## Document segment
:::

Listen to this article
Canadian business school graduates are reaping the rewards of studying in a country that has emerged relatively unscathed from the financial crisis. Recruiters and business schools report that the market for MBA graduates remains buoyant. “We’re seeing a lot of activity on campuses,” says Jack Wong, senior manager for corporate strategy at Deloitte’s Toronto office, who recruits for the accountancy firm’s strategy practice.
Mark Galbraith, vice-president for human resources, recruitment and learning at Royal Bank of Canada, which takes on about 100 MBA graduates each year, says: “We haven’t wavered in our hiring.” He confirms “it’s very competitive to get talent out of the schools”.
The University of Toronto’s Rotman School of Management estimates that the mean starting salary for its graduates rose to C$86,245 ($86,490) in 2010 from C$85,454 the previous year.
The mean signing bonus shrank by more than a fifth to C$13,653, but the school ascribes the decline to currency fluctuations and to a drop-off in hiring among three once-aggressive groups of employers: US banks, whose foreign recruiting has been curtailed by the terms of government bail-outs, US law firms and UK banks.
On the other hand, says Jeff Muzzerall, director of Rotman’s Corporate Connections Centre, “we have a very robust market for domestic hirings”.
Canada’s big banks are in much healthier shape than most of their US and European counterparts. RBC, the country’s biggest financial institution, had 72,100 people on its payroll at the end of October 2010, only slightly down from two years earlier, and 11 per cent more than in late 2007. Noting that MBAs are an important pool for the bank’s future leadership, Galbraith says: “We need to keep that pipeline open.”

:::

## Set of tasks
a) In the article on Canadian MBA hiring, how many people did Royal Bank of Canada have on its payroll at the end of October 2010?
b) Reproduce the passage of the MBA hiring article word for word, starting at "Listen to this" and continuing up to and including "the previous year.".

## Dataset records
:::

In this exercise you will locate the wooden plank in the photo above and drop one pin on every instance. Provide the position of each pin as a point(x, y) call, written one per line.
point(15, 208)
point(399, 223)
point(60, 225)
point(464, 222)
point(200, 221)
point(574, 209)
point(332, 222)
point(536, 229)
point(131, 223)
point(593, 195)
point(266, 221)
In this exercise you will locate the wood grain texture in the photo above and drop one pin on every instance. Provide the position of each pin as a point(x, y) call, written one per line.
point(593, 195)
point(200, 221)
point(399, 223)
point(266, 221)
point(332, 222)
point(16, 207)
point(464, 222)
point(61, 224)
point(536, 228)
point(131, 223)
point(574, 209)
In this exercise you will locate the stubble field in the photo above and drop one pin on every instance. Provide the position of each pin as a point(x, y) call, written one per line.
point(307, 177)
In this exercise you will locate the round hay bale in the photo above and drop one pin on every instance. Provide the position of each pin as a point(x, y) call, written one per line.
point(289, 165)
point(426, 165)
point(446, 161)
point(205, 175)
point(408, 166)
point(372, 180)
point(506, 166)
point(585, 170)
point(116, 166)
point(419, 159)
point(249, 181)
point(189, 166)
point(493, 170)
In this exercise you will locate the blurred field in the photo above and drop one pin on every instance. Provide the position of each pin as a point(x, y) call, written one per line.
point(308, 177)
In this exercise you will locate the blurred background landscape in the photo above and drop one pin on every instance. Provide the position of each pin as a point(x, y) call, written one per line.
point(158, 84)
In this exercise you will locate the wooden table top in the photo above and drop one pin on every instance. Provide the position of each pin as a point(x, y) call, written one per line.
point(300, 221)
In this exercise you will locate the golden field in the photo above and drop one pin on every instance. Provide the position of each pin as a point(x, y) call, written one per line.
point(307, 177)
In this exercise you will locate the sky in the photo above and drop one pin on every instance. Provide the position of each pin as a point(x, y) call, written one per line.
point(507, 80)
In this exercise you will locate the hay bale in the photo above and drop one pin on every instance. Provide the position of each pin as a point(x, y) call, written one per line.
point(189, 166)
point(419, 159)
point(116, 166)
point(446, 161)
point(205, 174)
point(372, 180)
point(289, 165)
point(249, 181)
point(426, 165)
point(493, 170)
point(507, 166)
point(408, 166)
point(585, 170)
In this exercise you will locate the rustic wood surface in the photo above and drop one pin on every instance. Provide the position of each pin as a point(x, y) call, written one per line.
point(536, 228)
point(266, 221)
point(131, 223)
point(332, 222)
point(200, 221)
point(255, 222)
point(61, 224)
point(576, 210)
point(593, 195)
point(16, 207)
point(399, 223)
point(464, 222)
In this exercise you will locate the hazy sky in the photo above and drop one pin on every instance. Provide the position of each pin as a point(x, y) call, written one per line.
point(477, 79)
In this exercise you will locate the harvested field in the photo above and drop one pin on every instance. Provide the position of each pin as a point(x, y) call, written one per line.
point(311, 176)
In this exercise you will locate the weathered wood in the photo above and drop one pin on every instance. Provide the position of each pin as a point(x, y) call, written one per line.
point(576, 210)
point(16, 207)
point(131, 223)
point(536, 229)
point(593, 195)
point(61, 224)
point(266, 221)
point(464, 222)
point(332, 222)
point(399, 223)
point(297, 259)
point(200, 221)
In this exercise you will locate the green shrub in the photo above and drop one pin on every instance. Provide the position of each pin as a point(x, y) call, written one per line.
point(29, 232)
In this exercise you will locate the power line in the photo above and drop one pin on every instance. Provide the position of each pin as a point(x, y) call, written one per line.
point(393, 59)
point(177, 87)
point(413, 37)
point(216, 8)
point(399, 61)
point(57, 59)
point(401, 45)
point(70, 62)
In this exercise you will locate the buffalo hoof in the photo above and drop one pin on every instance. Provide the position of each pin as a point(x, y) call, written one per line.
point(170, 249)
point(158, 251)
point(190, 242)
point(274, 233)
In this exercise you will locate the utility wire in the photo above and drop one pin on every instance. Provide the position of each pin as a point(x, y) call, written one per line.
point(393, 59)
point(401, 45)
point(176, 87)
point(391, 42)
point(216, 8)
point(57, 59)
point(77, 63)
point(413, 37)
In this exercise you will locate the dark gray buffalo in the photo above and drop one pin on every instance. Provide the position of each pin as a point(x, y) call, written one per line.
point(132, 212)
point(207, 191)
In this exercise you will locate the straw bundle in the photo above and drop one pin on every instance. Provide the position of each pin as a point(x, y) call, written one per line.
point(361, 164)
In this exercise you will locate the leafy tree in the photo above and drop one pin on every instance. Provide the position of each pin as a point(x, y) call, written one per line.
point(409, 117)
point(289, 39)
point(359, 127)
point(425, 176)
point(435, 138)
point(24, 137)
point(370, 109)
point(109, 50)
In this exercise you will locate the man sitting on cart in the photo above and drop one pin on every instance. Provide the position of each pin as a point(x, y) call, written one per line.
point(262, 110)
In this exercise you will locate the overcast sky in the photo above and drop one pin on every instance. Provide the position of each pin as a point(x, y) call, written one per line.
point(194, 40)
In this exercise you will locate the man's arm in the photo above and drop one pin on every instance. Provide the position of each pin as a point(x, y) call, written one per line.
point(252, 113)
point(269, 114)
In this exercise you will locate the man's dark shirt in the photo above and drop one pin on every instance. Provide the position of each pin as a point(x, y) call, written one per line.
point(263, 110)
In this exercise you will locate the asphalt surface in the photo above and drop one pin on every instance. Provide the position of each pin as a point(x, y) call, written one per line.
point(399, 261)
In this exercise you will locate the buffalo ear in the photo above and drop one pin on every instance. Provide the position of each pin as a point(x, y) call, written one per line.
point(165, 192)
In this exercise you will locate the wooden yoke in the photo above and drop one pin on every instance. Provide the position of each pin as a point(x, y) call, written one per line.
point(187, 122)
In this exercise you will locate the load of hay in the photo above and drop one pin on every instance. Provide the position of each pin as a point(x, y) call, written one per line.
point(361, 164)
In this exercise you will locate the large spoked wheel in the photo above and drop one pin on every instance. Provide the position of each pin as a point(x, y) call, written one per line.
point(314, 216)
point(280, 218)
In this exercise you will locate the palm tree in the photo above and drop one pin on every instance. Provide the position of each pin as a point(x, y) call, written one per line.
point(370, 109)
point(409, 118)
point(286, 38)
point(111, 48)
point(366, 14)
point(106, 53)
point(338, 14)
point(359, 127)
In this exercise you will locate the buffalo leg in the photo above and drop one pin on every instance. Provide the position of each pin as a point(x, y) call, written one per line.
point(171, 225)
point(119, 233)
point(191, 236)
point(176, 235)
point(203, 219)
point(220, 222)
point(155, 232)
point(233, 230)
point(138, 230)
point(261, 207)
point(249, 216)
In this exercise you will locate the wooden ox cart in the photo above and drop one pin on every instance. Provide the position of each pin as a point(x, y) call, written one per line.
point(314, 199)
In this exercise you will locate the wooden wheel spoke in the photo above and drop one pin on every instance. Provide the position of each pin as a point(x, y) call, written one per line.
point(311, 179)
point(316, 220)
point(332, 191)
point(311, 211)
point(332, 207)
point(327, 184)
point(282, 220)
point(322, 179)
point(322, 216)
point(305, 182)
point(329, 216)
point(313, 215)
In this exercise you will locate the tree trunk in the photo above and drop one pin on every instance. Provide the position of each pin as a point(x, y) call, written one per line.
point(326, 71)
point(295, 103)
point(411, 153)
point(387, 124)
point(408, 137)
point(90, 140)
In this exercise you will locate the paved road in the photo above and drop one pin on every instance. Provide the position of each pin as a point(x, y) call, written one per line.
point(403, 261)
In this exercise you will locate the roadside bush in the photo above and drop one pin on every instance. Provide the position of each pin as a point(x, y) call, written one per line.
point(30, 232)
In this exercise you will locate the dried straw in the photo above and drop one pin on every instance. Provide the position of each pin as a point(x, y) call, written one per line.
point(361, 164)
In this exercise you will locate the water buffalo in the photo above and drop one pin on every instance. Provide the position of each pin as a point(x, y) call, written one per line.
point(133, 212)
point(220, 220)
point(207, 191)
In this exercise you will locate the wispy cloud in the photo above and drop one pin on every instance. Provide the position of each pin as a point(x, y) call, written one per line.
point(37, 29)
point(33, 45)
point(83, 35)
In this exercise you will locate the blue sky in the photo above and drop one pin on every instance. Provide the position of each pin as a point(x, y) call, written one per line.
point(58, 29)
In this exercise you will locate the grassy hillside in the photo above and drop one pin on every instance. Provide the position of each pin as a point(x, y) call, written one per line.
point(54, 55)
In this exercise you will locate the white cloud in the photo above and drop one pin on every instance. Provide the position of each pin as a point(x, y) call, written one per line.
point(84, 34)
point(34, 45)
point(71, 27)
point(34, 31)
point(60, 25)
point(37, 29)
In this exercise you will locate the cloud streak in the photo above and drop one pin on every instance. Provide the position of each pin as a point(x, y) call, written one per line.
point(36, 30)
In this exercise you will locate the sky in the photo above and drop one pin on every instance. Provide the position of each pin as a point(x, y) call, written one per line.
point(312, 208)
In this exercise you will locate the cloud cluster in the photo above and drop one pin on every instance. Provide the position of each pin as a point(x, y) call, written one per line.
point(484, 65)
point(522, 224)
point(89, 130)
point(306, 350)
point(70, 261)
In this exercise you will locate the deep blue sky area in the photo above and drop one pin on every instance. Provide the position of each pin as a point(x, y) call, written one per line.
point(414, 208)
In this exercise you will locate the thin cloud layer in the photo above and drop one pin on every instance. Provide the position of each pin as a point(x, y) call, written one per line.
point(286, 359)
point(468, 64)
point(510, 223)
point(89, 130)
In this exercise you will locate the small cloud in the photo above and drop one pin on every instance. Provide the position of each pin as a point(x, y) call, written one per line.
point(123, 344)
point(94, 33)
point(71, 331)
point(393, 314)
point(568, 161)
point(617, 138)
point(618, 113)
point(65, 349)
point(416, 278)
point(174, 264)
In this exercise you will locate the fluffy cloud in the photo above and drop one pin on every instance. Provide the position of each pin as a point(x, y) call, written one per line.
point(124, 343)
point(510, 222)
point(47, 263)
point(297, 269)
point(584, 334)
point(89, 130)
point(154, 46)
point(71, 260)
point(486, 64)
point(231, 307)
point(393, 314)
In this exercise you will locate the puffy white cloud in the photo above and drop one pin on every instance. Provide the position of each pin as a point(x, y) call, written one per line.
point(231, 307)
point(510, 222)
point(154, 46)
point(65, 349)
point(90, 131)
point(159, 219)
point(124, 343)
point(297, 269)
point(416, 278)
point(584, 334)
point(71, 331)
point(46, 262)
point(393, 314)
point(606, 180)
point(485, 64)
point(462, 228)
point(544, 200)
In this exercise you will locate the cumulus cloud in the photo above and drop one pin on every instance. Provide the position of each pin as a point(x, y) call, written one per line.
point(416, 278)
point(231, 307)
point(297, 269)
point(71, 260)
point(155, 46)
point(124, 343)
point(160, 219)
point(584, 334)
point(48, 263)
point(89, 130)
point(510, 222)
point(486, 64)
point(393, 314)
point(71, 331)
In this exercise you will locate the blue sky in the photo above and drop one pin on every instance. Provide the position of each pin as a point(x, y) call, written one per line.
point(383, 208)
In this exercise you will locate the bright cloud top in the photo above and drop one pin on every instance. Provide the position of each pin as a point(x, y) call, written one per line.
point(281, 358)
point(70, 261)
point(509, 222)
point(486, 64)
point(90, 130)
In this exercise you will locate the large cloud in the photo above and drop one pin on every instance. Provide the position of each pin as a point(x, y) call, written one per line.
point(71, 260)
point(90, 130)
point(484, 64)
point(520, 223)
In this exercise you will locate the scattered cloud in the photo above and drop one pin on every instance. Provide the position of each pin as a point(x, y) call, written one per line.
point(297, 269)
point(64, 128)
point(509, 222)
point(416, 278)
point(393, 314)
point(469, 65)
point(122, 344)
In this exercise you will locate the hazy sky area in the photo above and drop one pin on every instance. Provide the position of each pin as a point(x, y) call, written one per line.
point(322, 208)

:::

## Per-task outputs
a) 72,100

b)
Listen to this article
Canadian business school graduates are reaping the rewards of studying in a country that has emerged relatively unscathed from the financial crisis. Recruiters and business schools report that the market for MBA graduates remains buoyant. “We’re seeing a lot of activity on campuses,” says Jack Wong, senior manager for corporate strategy at Deloitte’s Toronto office, who recruits for the accountancy firm’s strategy practice.
Mark Galbraith, vice-president for human resources, recruitment and learning at Royal Bank of Canada, which takes on about 100 MBA graduates each year, says: “We haven’t wavered in our hiring.” He confirms “it’s very competitive to get talent out of the schools”.
The University of Toronto’s Rotman School of Management estimates that the mean starting salary for its graduates rose to C$86,245 ($86,490) in 2010 from C$85,454 the previous year.